# Requirement
Copy each line below that includes "note".

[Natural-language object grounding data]
..............................

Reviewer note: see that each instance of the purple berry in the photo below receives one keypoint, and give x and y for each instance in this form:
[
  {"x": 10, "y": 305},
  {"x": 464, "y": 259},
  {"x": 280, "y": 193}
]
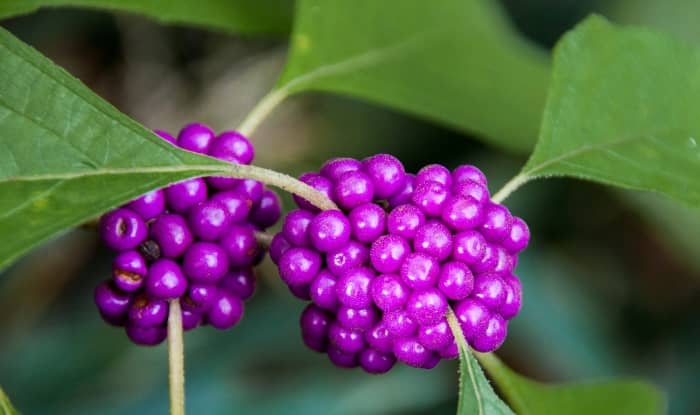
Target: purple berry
[
  {"x": 518, "y": 237},
  {"x": 149, "y": 205},
  {"x": 235, "y": 203},
  {"x": 322, "y": 290},
  {"x": 240, "y": 282},
  {"x": 513, "y": 302},
  {"x": 278, "y": 246},
  {"x": 165, "y": 280},
  {"x": 387, "y": 174},
  {"x": 404, "y": 195},
  {"x": 411, "y": 352},
  {"x": 379, "y": 338},
  {"x": 296, "y": 227},
  {"x": 342, "y": 359},
  {"x": 357, "y": 318},
  {"x": 388, "y": 292},
  {"x": 404, "y": 221},
  {"x": 128, "y": 271},
  {"x": 427, "y": 306},
  {"x": 375, "y": 362},
  {"x": 185, "y": 194},
  {"x": 146, "y": 336},
  {"x": 352, "y": 189},
  {"x": 240, "y": 244},
  {"x": 200, "y": 297},
  {"x": 456, "y": 280},
  {"x": 122, "y": 229},
  {"x": 353, "y": 288},
  {"x": 336, "y": 167},
  {"x": 111, "y": 303},
  {"x": 299, "y": 266},
  {"x": 473, "y": 316},
  {"x": 434, "y": 239},
  {"x": 420, "y": 270},
  {"x": 462, "y": 212},
  {"x": 468, "y": 247},
  {"x": 430, "y": 197},
  {"x": 497, "y": 222},
  {"x": 226, "y": 311},
  {"x": 492, "y": 335},
  {"x": 268, "y": 211},
  {"x": 205, "y": 262},
  {"x": 436, "y": 337},
  {"x": 399, "y": 323},
  {"x": 318, "y": 182},
  {"x": 171, "y": 234},
  {"x": 469, "y": 172},
  {"x": 147, "y": 312},
  {"x": 195, "y": 137},
  {"x": 329, "y": 230},
  {"x": 352, "y": 255},
  {"x": 388, "y": 253},
  {"x": 436, "y": 173},
  {"x": 208, "y": 220},
  {"x": 346, "y": 340},
  {"x": 368, "y": 222}
]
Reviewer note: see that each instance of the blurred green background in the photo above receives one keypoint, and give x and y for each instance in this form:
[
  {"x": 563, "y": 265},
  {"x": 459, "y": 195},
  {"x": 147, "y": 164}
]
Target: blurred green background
[{"x": 611, "y": 279}]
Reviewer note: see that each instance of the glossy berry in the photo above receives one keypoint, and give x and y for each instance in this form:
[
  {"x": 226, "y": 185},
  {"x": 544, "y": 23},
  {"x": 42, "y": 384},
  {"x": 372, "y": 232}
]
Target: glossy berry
[
  {"x": 329, "y": 230},
  {"x": 122, "y": 229},
  {"x": 165, "y": 280}
]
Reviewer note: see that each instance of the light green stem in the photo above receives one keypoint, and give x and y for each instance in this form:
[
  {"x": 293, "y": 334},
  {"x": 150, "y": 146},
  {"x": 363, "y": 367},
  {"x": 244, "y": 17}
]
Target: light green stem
[{"x": 176, "y": 360}]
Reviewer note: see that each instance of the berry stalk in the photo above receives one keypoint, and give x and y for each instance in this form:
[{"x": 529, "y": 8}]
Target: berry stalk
[{"x": 176, "y": 360}]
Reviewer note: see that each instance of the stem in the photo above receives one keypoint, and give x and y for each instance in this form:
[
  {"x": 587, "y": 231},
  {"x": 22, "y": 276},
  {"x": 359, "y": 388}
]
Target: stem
[
  {"x": 176, "y": 360},
  {"x": 284, "y": 182},
  {"x": 261, "y": 110},
  {"x": 512, "y": 185}
]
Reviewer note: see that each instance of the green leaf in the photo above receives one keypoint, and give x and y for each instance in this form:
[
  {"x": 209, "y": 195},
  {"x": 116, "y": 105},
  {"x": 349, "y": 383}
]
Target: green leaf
[
  {"x": 66, "y": 155},
  {"x": 456, "y": 62},
  {"x": 622, "y": 397},
  {"x": 476, "y": 397},
  {"x": 5, "y": 405},
  {"x": 623, "y": 110},
  {"x": 239, "y": 16}
]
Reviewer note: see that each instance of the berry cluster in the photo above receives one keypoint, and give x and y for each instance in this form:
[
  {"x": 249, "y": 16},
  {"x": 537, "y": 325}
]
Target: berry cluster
[
  {"x": 382, "y": 271},
  {"x": 194, "y": 240}
]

..............................

# Exercise answer
Reviewer note: see that each instance of the purple berry in the photo below receives one keypoint, and give x and y for each instance in this form:
Reviewer note: see that each instance of the blurred green background in the photo above receives one keypoint, and give x and y for each instance in this form:
Reviewer note: see that each instance of the glossy berry in the photo above receives one keypoint, and give x and y for each instance in this form:
Reviewer note: see that each instance of the light green stem in the photo above receives one keypoint, and give x and y for each instance in this form:
Reviewer note: see that each instance of the berry stalk in the photo above receives one keypoint, and give x and y for each instance in this form:
Reviewer note: see that each instance of the stem in the photo above receives one keypoint, and give x and y for each instance in this form:
Reviewer note: see that each instance of the green leaf in the photo above receives one keypoint, and give x and y for each instance in this form:
Reviewer note: see that each instance of the berry cluster in the photo above receives one keypoint, and give x and y for each instance in this form:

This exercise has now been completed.